Brief -> All the lines below need to be output exactly, apart from any images.

(Natural-language object grounding data)
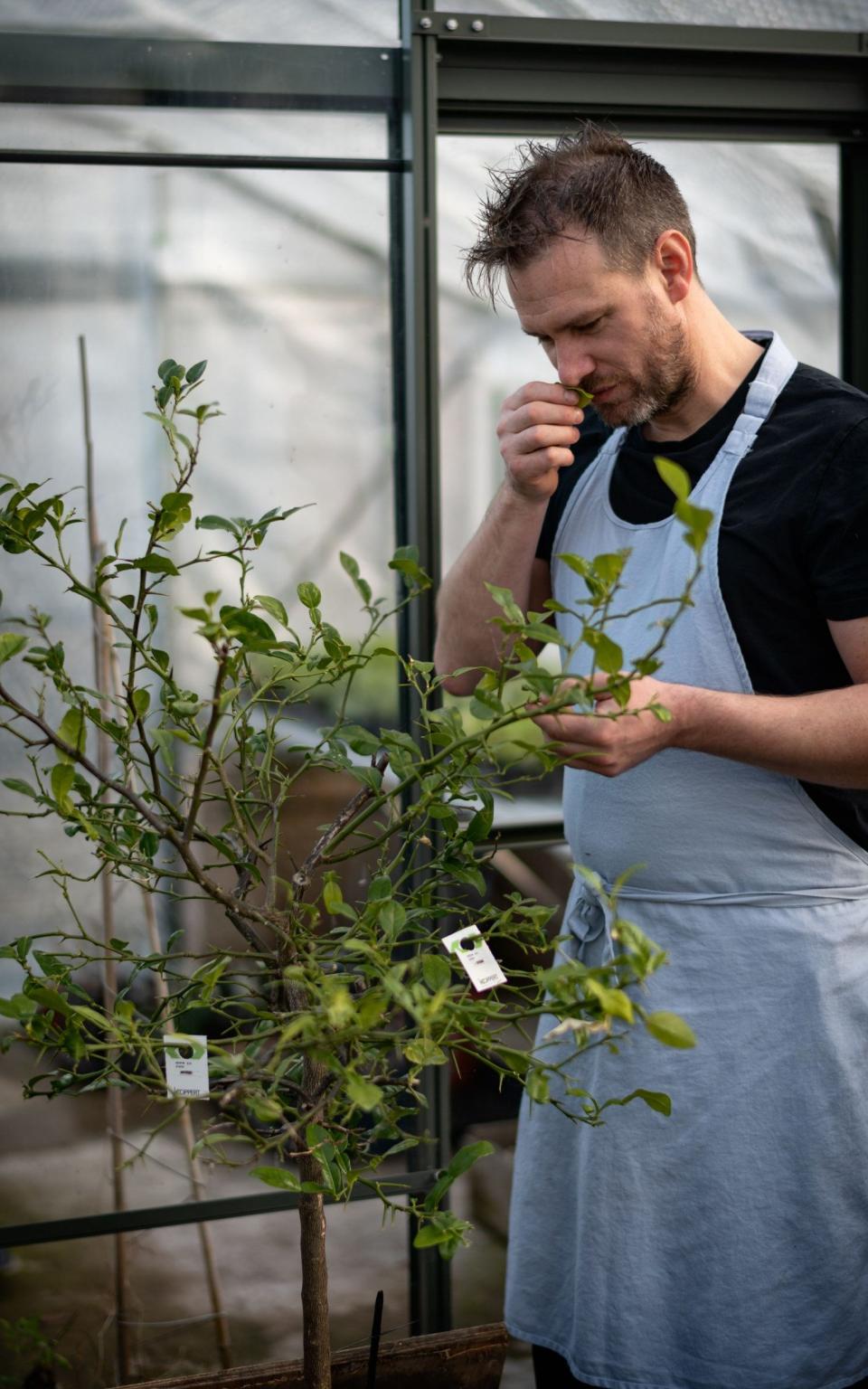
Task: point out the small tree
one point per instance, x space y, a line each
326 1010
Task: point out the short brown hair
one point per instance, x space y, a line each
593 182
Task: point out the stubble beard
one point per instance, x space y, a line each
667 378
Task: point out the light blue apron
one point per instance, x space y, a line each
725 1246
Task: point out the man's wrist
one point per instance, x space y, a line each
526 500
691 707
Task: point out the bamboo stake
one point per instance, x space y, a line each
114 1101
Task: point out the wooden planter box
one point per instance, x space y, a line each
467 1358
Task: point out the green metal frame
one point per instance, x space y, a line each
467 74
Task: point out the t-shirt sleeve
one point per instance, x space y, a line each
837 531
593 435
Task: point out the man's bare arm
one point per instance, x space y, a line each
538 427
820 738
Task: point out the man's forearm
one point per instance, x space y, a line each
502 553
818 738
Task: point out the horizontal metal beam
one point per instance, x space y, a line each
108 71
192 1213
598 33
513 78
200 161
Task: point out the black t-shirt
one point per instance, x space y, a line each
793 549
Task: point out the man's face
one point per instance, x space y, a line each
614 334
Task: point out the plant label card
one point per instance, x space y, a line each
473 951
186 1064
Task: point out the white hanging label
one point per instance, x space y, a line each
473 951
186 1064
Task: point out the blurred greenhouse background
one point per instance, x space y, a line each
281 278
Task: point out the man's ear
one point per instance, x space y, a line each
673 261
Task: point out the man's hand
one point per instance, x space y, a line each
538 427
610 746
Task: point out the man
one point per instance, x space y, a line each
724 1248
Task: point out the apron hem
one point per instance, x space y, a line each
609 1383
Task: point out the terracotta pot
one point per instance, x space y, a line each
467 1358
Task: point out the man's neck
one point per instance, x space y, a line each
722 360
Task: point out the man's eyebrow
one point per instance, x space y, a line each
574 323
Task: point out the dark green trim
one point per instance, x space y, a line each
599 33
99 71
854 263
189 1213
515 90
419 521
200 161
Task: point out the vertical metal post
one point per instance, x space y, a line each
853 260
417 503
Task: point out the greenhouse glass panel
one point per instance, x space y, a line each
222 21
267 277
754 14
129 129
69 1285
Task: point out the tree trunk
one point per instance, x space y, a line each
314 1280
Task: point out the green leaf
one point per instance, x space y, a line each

Solution to the exercise ->
Task: point out the small tree
one point per instance, x space y, a line each
326 1010
Task: point out the short brown hair
one point per instance, x space y, a line each
593 182
Task: point out the stubble beard
one point per instance, x space y, a line each
667 378
Task: point out the light blue apron
one point per instance, x space y, a line each
725 1246
Task: point out the man's wrist
one point per instance, x space y, a line each
526 500
691 707
Task: point out the bamboo stake
one point per instance, x space y, a line each
114 1101
Task: point out the wooden planter box
one point per instance, x space y, a line each
467 1358
Task: point out the green metal frame
one point per instance, x space y, a line each
467 74
Task: point out the t-shirt sleeve
one point per instance, x space y, a line each
837 531
593 435
Task: point out the man's bare arm
one point per instance, x space y, a line each
538 427
820 738
Task: point out the man's forearm
one point per instance, x space y, a line each
502 553
818 738
Task: point out the horizontal metal beam
one point per instance, x space y, a line each
108 71
192 1213
598 33
513 78
200 161
Task: point out the black t-shirt
one point per instance, x space y, a line each
793 549
Task: point out the man's face
one point per instance, x space y, a line each
614 334
Task: point out the plant label card
one point per instance, x space y, a line each
473 951
186 1064
Task: point out the white hanging label
one point per instance, x space y, a line each
473 951
186 1064
Task: point out the blurred greenhouse background
one point per instance, x space y, a line each
281 278
Task: point out the man's ear
one point per instance, x space y, a line each
673 261
Task: point out the man's hand
one point per instance, x space y, a line each
538 427
610 746
Task: point out the man
one point per instance, x space y, a line each
724 1248
Task: point out the apron hem
one point per instance, x space y, a line each
609 1383
Task: point out the terracotta pot
one point per instance, x space y, a line each
467 1358
Task: point out the man's neck
one point per instance, x space y, a line each
722 360
Task: point out the man's eyebrow
one point per instance, x space y, a line each
574 323
Task: point out the dark green trim
one point per instance, x space y, a line each
599 33
99 71
854 263
189 1213
515 90
419 521
200 161
Task: point out the vertical metal post
one point per instance, x space y, a line each
853 260
417 503
Task: point out the greenhouse glass panel
one point per instance, x space y, a line each
222 21
267 277
754 14
129 129
69 1285
Task: point out the tree trunk
one point per instance, x space y, a line each
314 1280
Task: point out the green leaf
one point per instance, x space y, a line each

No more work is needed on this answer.